(Photo-based point labeling data)
<<<<

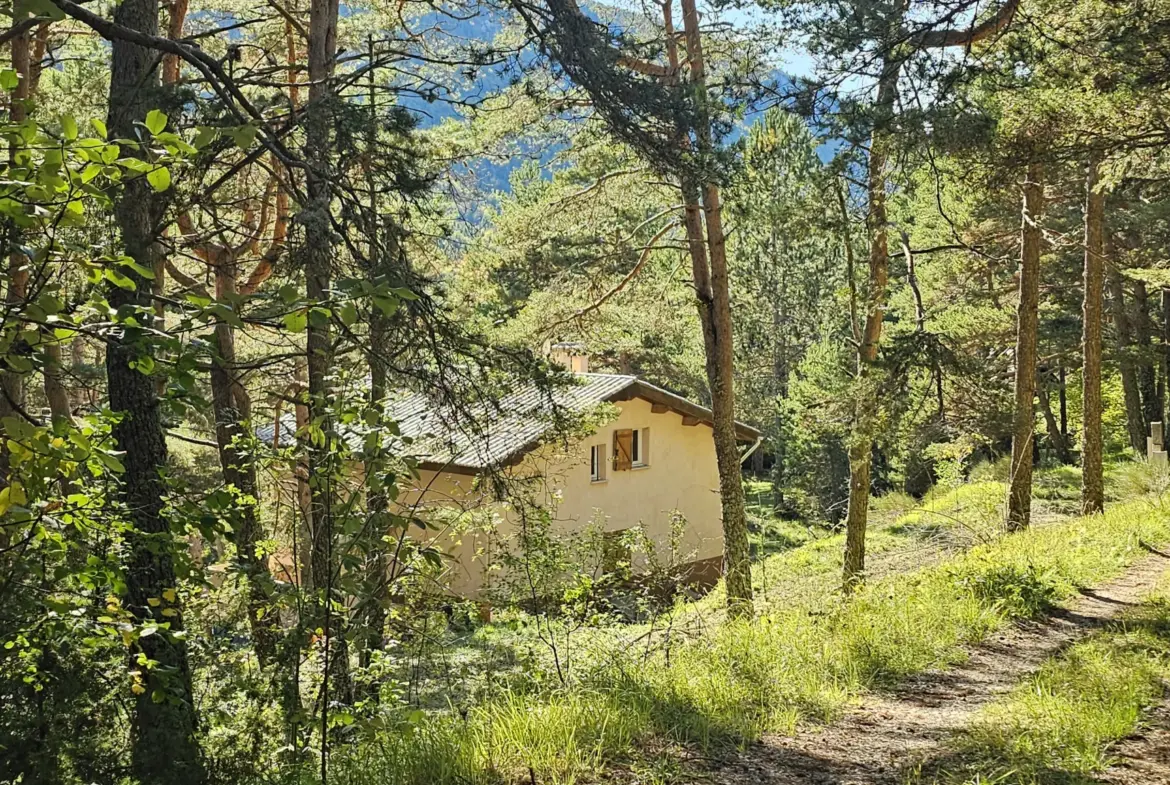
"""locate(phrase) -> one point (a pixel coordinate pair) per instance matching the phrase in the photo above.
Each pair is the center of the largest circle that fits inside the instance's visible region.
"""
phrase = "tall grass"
(1058, 725)
(741, 680)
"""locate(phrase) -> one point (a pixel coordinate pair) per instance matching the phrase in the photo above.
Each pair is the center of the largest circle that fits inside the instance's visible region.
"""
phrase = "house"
(638, 455)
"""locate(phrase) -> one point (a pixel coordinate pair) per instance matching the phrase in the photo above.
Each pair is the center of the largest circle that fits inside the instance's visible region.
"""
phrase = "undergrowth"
(1058, 725)
(793, 663)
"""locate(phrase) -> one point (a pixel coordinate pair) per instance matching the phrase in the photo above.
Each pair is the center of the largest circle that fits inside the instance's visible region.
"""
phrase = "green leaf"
(288, 294)
(156, 121)
(144, 364)
(146, 273)
(111, 462)
(296, 321)
(159, 179)
(243, 136)
(204, 136)
(118, 280)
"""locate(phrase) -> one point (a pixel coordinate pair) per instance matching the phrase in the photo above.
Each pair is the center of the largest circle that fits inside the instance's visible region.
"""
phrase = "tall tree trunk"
(164, 748)
(1019, 494)
(233, 410)
(1165, 352)
(12, 383)
(713, 288)
(866, 404)
(1092, 469)
(318, 282)
(1135, 420)
(1147, 367)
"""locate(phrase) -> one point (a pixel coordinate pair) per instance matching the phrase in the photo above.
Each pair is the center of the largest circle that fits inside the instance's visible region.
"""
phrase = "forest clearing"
(532, 392)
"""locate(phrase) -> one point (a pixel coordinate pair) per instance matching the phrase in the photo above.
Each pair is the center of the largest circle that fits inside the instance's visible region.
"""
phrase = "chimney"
(570, 356)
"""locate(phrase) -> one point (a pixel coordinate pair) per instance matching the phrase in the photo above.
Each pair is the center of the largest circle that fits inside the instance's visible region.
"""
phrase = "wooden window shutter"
(623, 449)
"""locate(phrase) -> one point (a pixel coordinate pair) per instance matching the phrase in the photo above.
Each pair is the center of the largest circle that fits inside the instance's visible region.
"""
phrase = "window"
(640, 453)
(597, 463)
(631, 448)
(623, 449)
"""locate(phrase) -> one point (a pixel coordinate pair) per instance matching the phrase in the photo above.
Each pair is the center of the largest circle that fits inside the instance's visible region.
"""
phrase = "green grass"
(1058, 725)
(799, 661)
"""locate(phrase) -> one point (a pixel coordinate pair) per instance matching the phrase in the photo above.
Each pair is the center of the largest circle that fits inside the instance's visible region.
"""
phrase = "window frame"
(597, 463)
(640, 458)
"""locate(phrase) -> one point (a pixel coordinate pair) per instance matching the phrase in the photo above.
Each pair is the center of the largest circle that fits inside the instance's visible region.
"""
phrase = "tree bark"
(12, 383)
(1147, 369)
(713, 289)
(164, 748)
(1092, 447)
(233, 410)
(315, 217)
(1019, 494)
(1123, 337)
(1165, 351)
(866, 406)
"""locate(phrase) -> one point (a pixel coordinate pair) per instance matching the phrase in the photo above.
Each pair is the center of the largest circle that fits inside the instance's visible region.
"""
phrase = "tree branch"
(954, 38)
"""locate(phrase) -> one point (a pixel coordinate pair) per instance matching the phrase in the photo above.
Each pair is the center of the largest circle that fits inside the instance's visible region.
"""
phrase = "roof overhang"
(662, 401)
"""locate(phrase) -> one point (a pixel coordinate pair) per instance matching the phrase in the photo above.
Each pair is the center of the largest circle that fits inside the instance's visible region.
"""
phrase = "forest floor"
(894, 736)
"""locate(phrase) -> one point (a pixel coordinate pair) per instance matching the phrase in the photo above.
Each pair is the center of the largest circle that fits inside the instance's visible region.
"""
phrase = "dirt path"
(1144, 757)
(887, 732)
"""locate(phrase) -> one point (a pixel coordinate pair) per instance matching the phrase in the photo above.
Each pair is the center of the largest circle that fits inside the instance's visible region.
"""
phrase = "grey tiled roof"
(496, 434)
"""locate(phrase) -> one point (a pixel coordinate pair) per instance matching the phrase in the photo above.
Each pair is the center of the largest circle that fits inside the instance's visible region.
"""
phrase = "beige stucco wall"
(681, 475)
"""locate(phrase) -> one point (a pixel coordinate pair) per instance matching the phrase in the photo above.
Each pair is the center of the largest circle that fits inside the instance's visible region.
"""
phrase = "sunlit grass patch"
(799, 661)
(1058, 725)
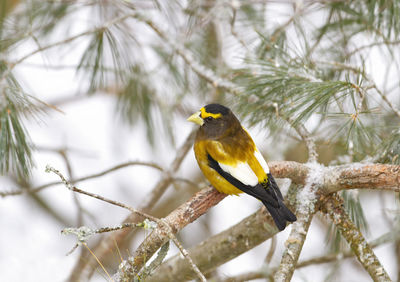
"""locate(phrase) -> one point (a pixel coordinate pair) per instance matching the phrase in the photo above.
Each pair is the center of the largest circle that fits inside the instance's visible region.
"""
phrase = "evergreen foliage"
(300, 72)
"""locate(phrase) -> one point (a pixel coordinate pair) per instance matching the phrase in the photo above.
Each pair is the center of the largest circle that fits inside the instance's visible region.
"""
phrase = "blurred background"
(89, 85)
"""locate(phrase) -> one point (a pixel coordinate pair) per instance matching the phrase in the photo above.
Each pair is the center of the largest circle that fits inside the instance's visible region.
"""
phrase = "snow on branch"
(363, 251)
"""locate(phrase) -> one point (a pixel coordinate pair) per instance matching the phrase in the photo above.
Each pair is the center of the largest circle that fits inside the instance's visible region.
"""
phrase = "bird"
(230, 160)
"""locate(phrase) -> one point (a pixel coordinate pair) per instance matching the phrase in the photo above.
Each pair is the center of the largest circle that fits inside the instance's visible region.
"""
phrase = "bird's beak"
(196, 118)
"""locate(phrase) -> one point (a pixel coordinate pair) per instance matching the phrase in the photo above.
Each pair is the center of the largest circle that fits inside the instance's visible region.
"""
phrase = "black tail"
(280, 213)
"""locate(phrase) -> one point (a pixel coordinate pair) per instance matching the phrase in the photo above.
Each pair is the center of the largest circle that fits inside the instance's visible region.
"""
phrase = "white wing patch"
(242, 172)
(261, 160)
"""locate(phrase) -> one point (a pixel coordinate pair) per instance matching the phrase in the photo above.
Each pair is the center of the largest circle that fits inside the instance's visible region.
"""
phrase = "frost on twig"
(363, 251)
(306, 200)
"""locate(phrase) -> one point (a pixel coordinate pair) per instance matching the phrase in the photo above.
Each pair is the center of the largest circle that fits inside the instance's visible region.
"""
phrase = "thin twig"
(163, 223)
(85, 267)
(80, 179)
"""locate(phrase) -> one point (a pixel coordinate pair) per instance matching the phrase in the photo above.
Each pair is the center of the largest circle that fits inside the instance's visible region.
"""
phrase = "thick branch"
(220, 248)
(294, 245)
(365, 176)
(360, 247)
(306, 199)
(179, 218)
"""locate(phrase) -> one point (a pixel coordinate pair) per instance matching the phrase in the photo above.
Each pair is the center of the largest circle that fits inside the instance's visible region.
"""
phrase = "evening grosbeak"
(232, 163)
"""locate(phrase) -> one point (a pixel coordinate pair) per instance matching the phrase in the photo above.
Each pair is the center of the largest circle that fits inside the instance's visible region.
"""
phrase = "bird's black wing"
(261, 192)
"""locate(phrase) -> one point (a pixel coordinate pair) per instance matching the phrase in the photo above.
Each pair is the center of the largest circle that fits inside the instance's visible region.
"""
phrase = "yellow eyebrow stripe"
(204, 114)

>>>>

▸ AIM OF THE TASK: Turn all of the items above into a single numbered list of their lines, omitting blank lines and leaving out the pictures.

▸ OUTPUT OF THE TASK:
1. """locate(phrase) -> one point (a pixel coordinate pair) per instance matching the phrase in the photo above.
2. Each pair is the center of the largest circle that fits inside the instance's visible region.
3. """
4. phrase = "tall grass"
5. (1058, 725)
6. (741, 680)
7. """locate(phrase) -> one point (a pixel coordinate pair) per instance matching the phrase in the photo above.
8. Each pair is the center of the largest circle that fits inside the instance's visible region.
9. """
10. phrase = "house"
11. (638, 455)
12. """locate(phrase) -> one point (a pixel coordinate pair) per instance matching the phrase in the photo above.
13. Each pair is the center of the largest circle that fits inside the instance's visible region.
14. """
15. phrase = "undergrowth"
16. (1058, 725)
17. (793, 663)
18. """locate(phrase) -> one point (a pixel coordinate pair) per instance matching the phrase in the photo above.
19. Each pair is the center of the largest circle that fits inside the instance's visible region.
20. """
21. phrase = "green leaf"
22. (288, 294)
23. (156, 121)
24. (144, 364)
25. (146, 273)
26. (111, 462)
27. (296, 321)
28. (159, 179)
29. (243, 136)
30. (204, 136)
31. (118, 280)
32. """locate(phrase) -> one point (a pixel coordinate pair) per instance matching the phrase in the photo above.
33. Each pair is the center of the largest circle that fits inside the instance's visible region.
34. """
35. phrase = "tall tree trunk"
36. (164, 748)
37. (1019, 494)
38. (233, 410)
39. (1165, 352)
40. (12, 383)
41. (713, 288)
42. (866, 404)
43. (1092, 469)
44. (318, 282)
45. (1135, 420)
46. (1147, 367)
47. """locate(phrase) -> one point (a pixel coordinate pair) per instance matching the phrase in the photo above.
48. Each pair is the center of the largest circle that fits inside the instance's visible region.
49. """
50. phrase = "forest clearing"
51. (532, 392)
52. """locate(phrase) -> one point (a pixel coordinate pair) per instance matching the phrase in the photo above.
53. Each pair is the center of the largest circle that fits inside the instance's visible region.
54. """
55. phrase = "chimney"
56. (570, 356)
57. """locate(phrase) -> one point (a pixel coordinate pair) per instance matching the phrase in the photo above.
58. Each pair is the center of the largest circle that fits inside the instance's visible region.
59. """
60. phrase = "wooden window shutter"
61. (623, 449)
62. """locate(phrase) -> one point (a pixel coordinate pair) per instance matching the phrase in the photo above.
63. Each pair is the center of the largest circle that fits inside the instance's visible region.
64. """
65. phrase = "window"
66. (640, 453)
67. (597, 463)
68. (631, 448)
69. (623, 449)
70. """locate(phrase) -> one point (a pixel coordinate pair) per instance matching the phrase in the photo above.
71. Each pair is the center of the largest circle that fits inside the instance's visible region.
72. """
73. phrase = "green grass"
74. (1058, 725)
75. (799, 661)
76. """locate(phrase) -> one point (a pixel coordinate pair) per instance matching the phrase in the photo above.
77. Each pair is the center of the largest circle that fits inside the instance's visible region.
78. """
79. phrase = "window frame"
80. (597, 463)
81. (640, 458)
82. """locate(phrase) -> one point (a pixel coordinate pair) per instance matching the phrase in the photo above.
83. Each pair is the center of the largest circle that fits inside the instance's visible region.
84. """
85. phrase = "tree bark"
86. (12, 383)
87. (1147, 369)
88. (713, 289)
89. (164, 748)
90. (1092, 447)
91. (233, 410)
92. (315, 217)
93. (1019, 494)
94. (1123, 337)
95. (1165, 351)
96. (866, 406)
97. """locate(phrase) -> one point (a pixel coordinate pair) per instance matching the phrase in the photo above.
98. Each pair is the center of the largest circle that fits inside the instance's visible region.
99. """
100. phrase = "tree branch"
101. (954, 38)
102. """locate(phrase) -> one point (a pixel coordinate pair) per instance matching the phrase in the photo above.
103. Each pair is the center of the largest circle that fits inside the instance's visible region.
104. """
105. phrase = "roof overhang"
106. (662, 401)
107. """locate(phrase) -> one point (a pixel coordinate pair) per instance matching the phrase in the photo above.
108. Each pair is the center of the largest circle that fits inside the instance's visible region.
109. """
110. phrase = "forest floor"
111. (894, 736)
112. """locate(phrase) -> one point (a pixel coordinate pair) per instance matching the phrase in the photo above.
113. Each pair is the center of the largest circle that fits inside the instance's visible region.
114. """
115. phrase = "dirt path"
116. (1144, 757)
117. (887, 732)
118. """locate(phrase) -> one point (a pixel coordinate pair) per instance matching the phrase in the photo above.
119. Each pair is the center of the largest circle that fits inside the instance's visible region.
120. """
121. phrase = "grey tiled roof"
122. (496, 434)
123. """locate(phrase) -> one point (a pixel coordinate pair) per instance matching the phrase in the photo above.
124. Each pair is the center of the largest circle that fits inside the instance's visible region.
125. """
126. phrase = "beige stucco wall"
127. (681, 475)
128. """locate(phrase) -> one point (a pixel coordinate pair) per instance matching the phrase in the photo above.
129. Each pair is the center of the largest circle that fits inside the instance's visible region.
130. """
131. phrase = "sunlit grass patch"
132. (799, 661)
133. (1058, 725)
134. """locate(phrase) -> one point (a pixel coordinate pair) per instance matching the phrase in the photo above.
135. Each pair is the center of the largest circle that fits inside the instance's visible region.
136. """
137. phrase = "evergreen foliage"
138. (300, 72)
139. """locate(phrase) -> one point (a pixel coordinate pair) per instance matching the phrase in the photo above.
140. Each pair is the center of the largest circle that fits inside the instance's visible region.
141. """
142. phrase = "blurred background"
143. (89, 85)
144. """locate(phrase) -> one point (a pixel coordinate pair) per instance matching the phrase in the photo above.
145. Each pair is the center of the largest circle that fits inside the instance's visible region.
146. """
147. phrase = "snow on branch"
148. (363, 251)
149. """locate(phrase) -> one point (a pixel coordinate pair) per instance matching the phrase in the photo above.
150. Each pair is the center of the largest circle that fits inside the instance's visible region.
151. """
152. phrase = "bird"
153. (230, 160)
154. """locate(phrase) -> one point (a pixel coordinate pair) per instance matching the phrase in the photo above.
155. Each pair is the center of the largest circle that fits inside the instance's visible region.
156. """
157. phrase = "bird's beak"
158. (196, 118)
159. """locate(phrase) -> one point (a pixel coordinate pair) per instance matching the phrase in the photo above.
160. Each pair is the center of the largest circle that fits inside the instance's visible region.
161. """
162. phrase = "black tail"
163. (280, 213)
164. """locate(phrase) -> one point (a pixel coordinate pair) per instance matching the phrase in the photo above.
165. Each pair is the center of the largest circle that fits inside the instance's visible region.
166. """
167. phrase = "white wing patch"
168. (242, 172)
169. (261, 160)
170. """locate(phrase) -> one point (a pixel coordinate pair) per instance matching the phrase in the photo above.
171. Each pair is the center of the largest circle that fits inside the instance's visible region.
172. """
173. phrase = "frost on twig"
174. (363, 251)
175. (306, 200)
176. """locate(phrase) -> one point (a pixel coordinate pair) per instance matching the phrase in the photo above.
177. Each pair is the center of the largest circle that fits inside the instance's visible region.
178. """
179. phrase = "thin twig"
180. (163, 223)
181. (85, 267)
182. (80, 179)
183. """locate(phrase) -> one point (a pixel coordinate pair) per instance matching the phrase in the photo above.
184. Each pair is the center of the largest circle that fits inside the instance's visible region.
185. """
186. phrase = "thick branch"
187. (220, 248)
188. (294, 245)
189. (365, 176)
190. (360, 247)
191. (306, 199)
192. (179, 218)
193. """locate(phrase) -> one point (a pixel coordinate pair) per instance matching the phrase in the photo above.
194. Each pair is the center of the largest circle that fits inside the instance's visible region.
195. """
196. phrase = "evening grosbeak"
197. (232, 163)
198. """locate(phrase) -> one point (a pixel coordinate pair) per instance matching the phrase in the photo above.
199. Each pair is the center of the largest circle that fits inside the instance's visible region.
200. """
201. phrase = "bird's black wing"
202. (261, 192)
203. """locate(phrase) -> one point (a pixel coordinate pair) per instance matching the phrase in the photo above.
204. Each pair is the center of the largest circle that fits inside the instance's visible region.
205. """
206. phrase = "yellow eyebrow stripe"
207. (204, 114)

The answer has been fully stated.